» ENUNCIADO: En el texto sobre los quitapenas, ¿cuáles son los tres tipos de medios que detalla Freud para mitigar los padecimientos morales o físicos? Escríbelos en una lista.

» BLOQUE DE TEXTO:
Los quitapenas en la época de la satisfacción inmediata

Freud sostiene en El malestar en la cultura (1930) que tal como nos ha sido impuesta la vida nos resulta demasiado pesada, nos depara excesivos sufrimientos, decepciones y empresas imposibles. Agrega que para poder soportarla no podemos evitar algún medio que nos permita mitigar esos padecimientos morales o físicos, y detalla tres tipos: las distracciones poderosas que nos hacen parecer pequeña nuestra miseria, las satisfacciones sustitutivas que la reducen, y los narcóticos que nos tornan insensibles a ella. Freud se pregunta ¿qué esperan los hombres de la vida, qué pretenden alcanzar en ella? Aspiran a ser felices, quieren llegar a ser felices, no quieren dejar de serlo. Esto implica por un lado evitar el dolor y el displacer, y por otro experimentar intensas sensaciones placenteras. También agrega que el sufrimiento nos amenaza por tres lados: desde el propio cuerpo que, condenado a la decadencia y a la aniquilación, ni siquiera puede prescindir de los signos de alarma que representan el dolor y la angustia, el mundo exterior capaz de encarnizarse con nosotros con fuerzas destructoras omnipotentes e implacables, y desde las relaciones con otros seres humanos. Más adelante sostiene que la intoxicación proporciona sensaciones placenteras, modificando las condiciones de nuestra sensibilidad. No sólo se les debe el placer inmediato, sino también una muy anhelada medida de independencia frente al mundo exterior. Los hombres –dice Freud– saben que por estos quitapenas, siempre podrán escapar del peso de la realidad.

» MATERIAL DADO:
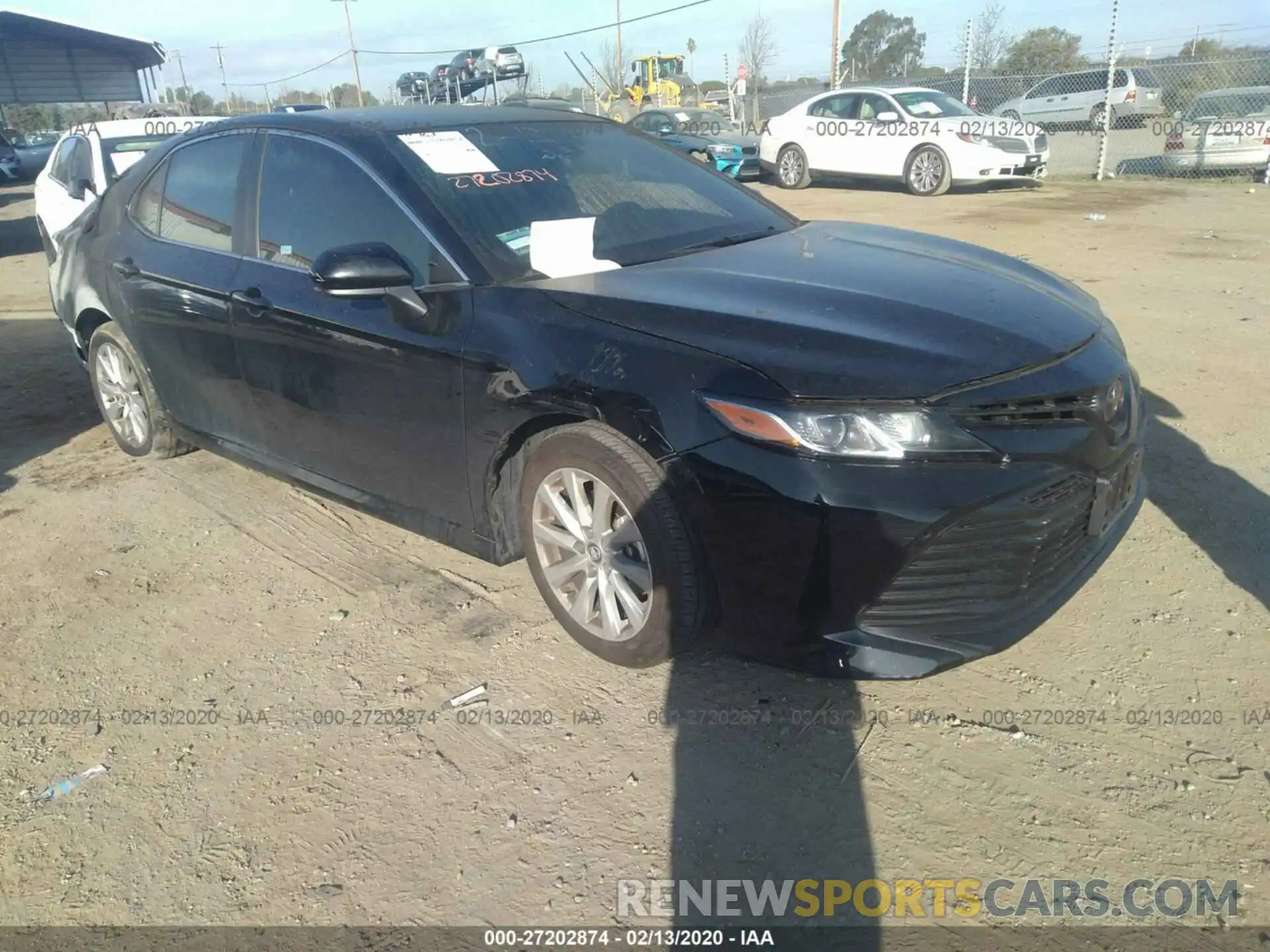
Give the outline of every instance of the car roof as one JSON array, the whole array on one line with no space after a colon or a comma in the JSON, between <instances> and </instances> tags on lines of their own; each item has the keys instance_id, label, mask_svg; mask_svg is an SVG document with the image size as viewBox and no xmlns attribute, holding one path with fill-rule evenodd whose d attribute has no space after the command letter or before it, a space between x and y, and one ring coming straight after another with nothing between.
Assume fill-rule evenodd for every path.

» RESULTADO DEL EJERCICIO:
- Las distracciones poderosas que nos hacen parecer pequeña nuestra miseria
- Las satisfacciones sustitutivas que la reducen
- Los narcóticos que nos tornan insensibles a ella